● ИНСТРУКЦИЯ К ЗАДАНИЮ:
Воспроизведите без изменений часть фрагмента о Лермонтове между словами «М. Ю. Лермонтов» и «его милая застенчивость.», включая их.

● ВЫБРАННЫЙ ФРАГМЕНТ:
▶

М. Ю. Лермонтов не был нищий, а, сколько помнится, владелец 800 душ. Ему нечего было смиренничать пред девушкой, имевшею гораздо менее благосостояния и бывшею несколько старее его. Недоверие к себе, конечно, составляет одну из отличительных черт истинной любви, а самоунижение могло быть одною из разительнейших черт характера Михаила Юрьевича. В таком случае мне понятна его милая застенчивость.

Перелистывая «Воспоминания», — прочесть их от слова до слова, что называется à tete posée, мне нет возможности: претит душе, — я опять недоумеваю, почему г-жа Хвостова не раз бывала принуждена выходить замуж не иначе как побегом, старинным уводом? Ее тетушка была женщина старинного покроя и необыкновенно счастливая в супружестве. Доставить такое же счастие племянницам, пристроить их при жизни — было ее мечтой, считалось ею благополучием и довершением возложенных на себя обязанностей. Погрешила она в одном: рано вывезла племянницу в свет, шестнадцати лет, и вслед за этим совершила другой проступок, который та никогда ей не простила, В этой вине исповедовалась мне тетенька так:

«Рассуди ты меня! Вывезла я Катерину Александровну беленькую, свеженькую, как цветок, прекрасно одетую, прекрасно танцующую; она понравилась всем. Зачастил к нам двадцатилетний N. N., еще нигде не служивший, почти ничего не имевший. Я думаю: у меня девочка влюбится, а там мать рассердится, и приказала не принимать его. Слава богу, он скоро определился и уехал из Петербурга. Так вот этим то по сю пору попрекает она меня.»

◀

● ПРЕДСТАВЛЕННЫЕ ДАННЫЕ:

▶

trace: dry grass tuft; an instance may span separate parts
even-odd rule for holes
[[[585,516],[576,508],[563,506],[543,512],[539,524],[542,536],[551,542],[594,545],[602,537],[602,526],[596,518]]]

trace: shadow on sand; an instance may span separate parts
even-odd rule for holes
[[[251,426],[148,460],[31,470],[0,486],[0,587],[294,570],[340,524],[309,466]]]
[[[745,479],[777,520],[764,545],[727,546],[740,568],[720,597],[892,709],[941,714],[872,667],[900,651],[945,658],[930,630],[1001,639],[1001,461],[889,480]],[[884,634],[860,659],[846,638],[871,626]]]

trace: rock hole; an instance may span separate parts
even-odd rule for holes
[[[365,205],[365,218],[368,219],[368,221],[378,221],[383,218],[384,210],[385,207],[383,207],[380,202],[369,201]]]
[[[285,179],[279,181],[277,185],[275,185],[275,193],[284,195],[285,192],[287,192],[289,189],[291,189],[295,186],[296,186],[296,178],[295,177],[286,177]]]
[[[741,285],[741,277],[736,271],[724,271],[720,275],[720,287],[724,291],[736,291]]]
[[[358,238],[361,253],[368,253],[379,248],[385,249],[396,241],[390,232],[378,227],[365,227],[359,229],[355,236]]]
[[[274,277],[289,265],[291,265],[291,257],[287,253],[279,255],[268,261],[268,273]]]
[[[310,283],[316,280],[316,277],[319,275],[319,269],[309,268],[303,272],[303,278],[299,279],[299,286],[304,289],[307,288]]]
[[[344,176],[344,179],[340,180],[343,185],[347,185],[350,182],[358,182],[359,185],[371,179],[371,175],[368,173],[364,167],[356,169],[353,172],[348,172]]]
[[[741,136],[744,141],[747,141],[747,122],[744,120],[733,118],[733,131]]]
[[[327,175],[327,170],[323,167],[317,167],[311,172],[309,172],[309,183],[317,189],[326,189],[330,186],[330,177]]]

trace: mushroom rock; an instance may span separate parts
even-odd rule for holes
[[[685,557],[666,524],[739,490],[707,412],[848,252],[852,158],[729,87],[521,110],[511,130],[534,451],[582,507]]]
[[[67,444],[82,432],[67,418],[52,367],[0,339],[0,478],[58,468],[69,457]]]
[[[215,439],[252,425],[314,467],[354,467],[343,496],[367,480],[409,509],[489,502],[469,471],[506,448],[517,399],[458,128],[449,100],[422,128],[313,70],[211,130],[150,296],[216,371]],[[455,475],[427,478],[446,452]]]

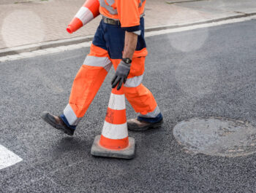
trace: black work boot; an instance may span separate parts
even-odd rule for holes
[[[56,117],[47,111],[43,111],[41,114],[41,117],[54,128],[61,130],[69,135],[74,135],[75,129],[67,126],[60,117]]]
[[[151,128],[159,127],[164,122],[161,114],[156,118],[143,118],[138,117],[137,119],[127,120],[128,130],[133,131],[143,131]]]

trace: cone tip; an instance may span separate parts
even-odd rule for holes
[[[71,30],[71,27],[70,25],[68,25],[67,28],[67,31],[69,34],[72,34],[72,31]]]

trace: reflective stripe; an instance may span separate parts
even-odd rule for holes
[[[111,6],[108,5],[105,0],[99,0],[101,7],[106,9],[110,14],[117,15],[117,10],[114,9]]]
[[[139,31],[133,31],[132,33],[135,34],[136,35],[140,36],[141,31],[139,30]]]
[[[63,113],[70,125],[78,125],[82,117],[78,118],[69,104],[67,104]]]
[[[89,23],[94,19],[94,15],[87,7],[82,7],[75,16],[81,20],[83,25]]]
[[[113,110],[125,109],[124,95],[115,95],[111,93],[108,107]]]
[[[146,0],[140,0],[140,3],[139,3],[139,7],[140,7],[142,6],[142,4]]]
[[[112,6],[115,3],[115,0],[107,0],[108,5]]]
[[[141,84],[143,79],[143,74],[141,76],[127,79],[124,86],[126,87],[137,87]]]
[[[110,69],[112,65],[111,61],[108,57],[96,57],[92,55],[87,55],[83,64],[91,66],[101,66],[107,71]]]
[[[122,139],[128,136],[127,124],[114,125],[105,121],[102,135],[110,139]]]
[[[147,113],[146,114],[139,114],[139,117],[146,117],[146,118],[155,118],[157,117],[157,115],[159,113],[160,113],[160,109],[158,107],[158,106],[157,106],[156,109],[152,112]]]

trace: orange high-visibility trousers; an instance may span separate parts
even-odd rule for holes
[[[145,56],[135,51],[130,73],[124,85],[126,98],[140,117],[154,118],[160,110],[152,93],[142,84]],[[71,90],[69,101],[64,110],[70,125],[77,125],[84,116],[112,65],[116,69],[120,59],[110,59],[108,51],[91,44],[90,53],[78,71]]]

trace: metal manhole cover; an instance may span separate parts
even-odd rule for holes
[[[256,151],[256,127],[228,118],[184,120],[174,127],[173,135],[192,154],[237,157]]]

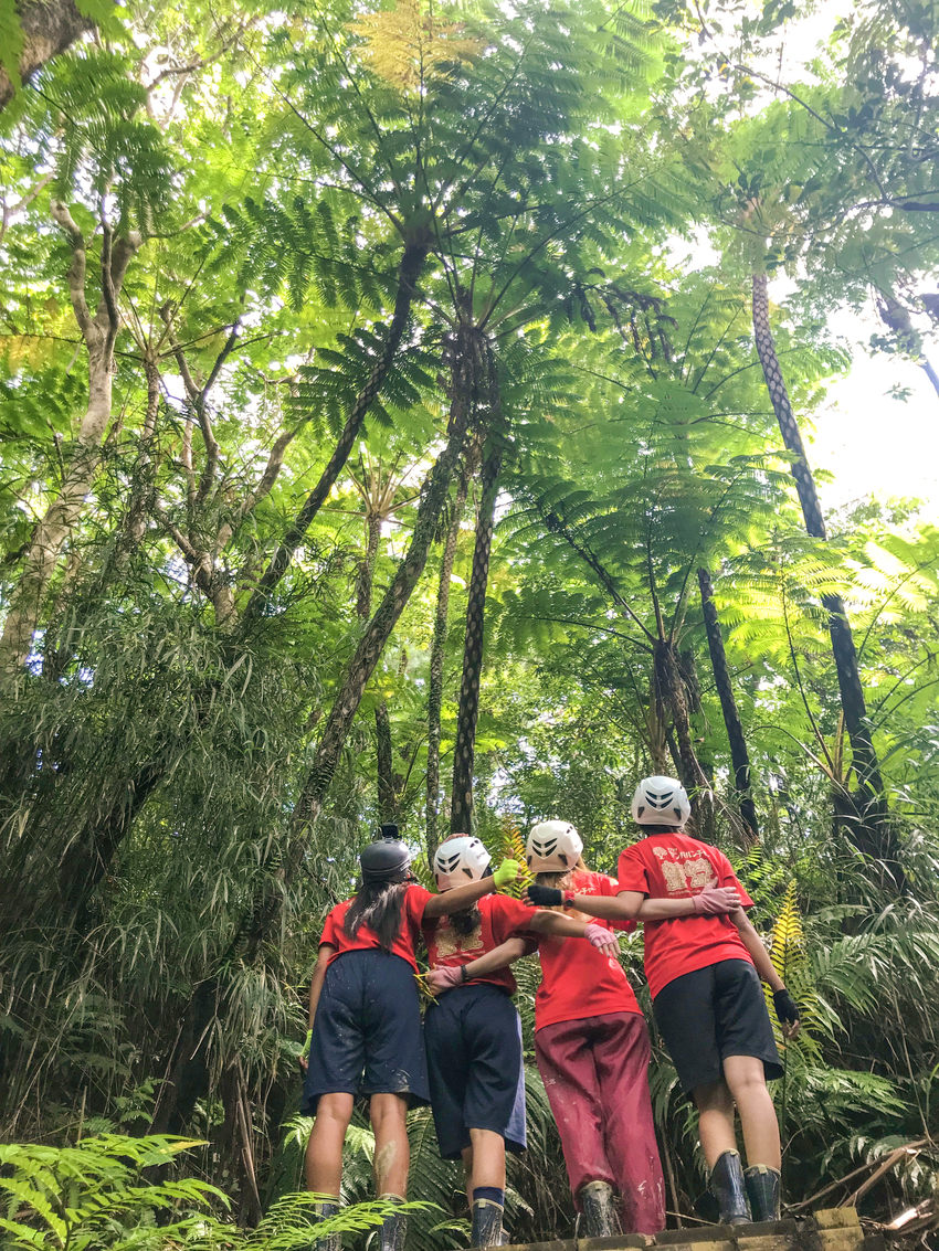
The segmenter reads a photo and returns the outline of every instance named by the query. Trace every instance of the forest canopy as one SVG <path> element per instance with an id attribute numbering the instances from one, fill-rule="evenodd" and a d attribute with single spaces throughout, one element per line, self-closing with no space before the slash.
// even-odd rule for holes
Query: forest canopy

◀

● РЕЗУЛЬТАТ ЗАДАНИЯ:
М. Ю. Лермонтов не был нищий, а, сколько помнится, владелец 800 душ. Ему нечего было смиренничать пред девушкой, имевшею гораздо менее благосостояния и бывшею несколько старее его. Недоверие к себе, конечно, составляет одну из отличительных черт истинной любви, а самоунижение могло быть одною из разительнейших черт характера Михаила Юрьевича. В таком случае мне понятна его милая застенчивость.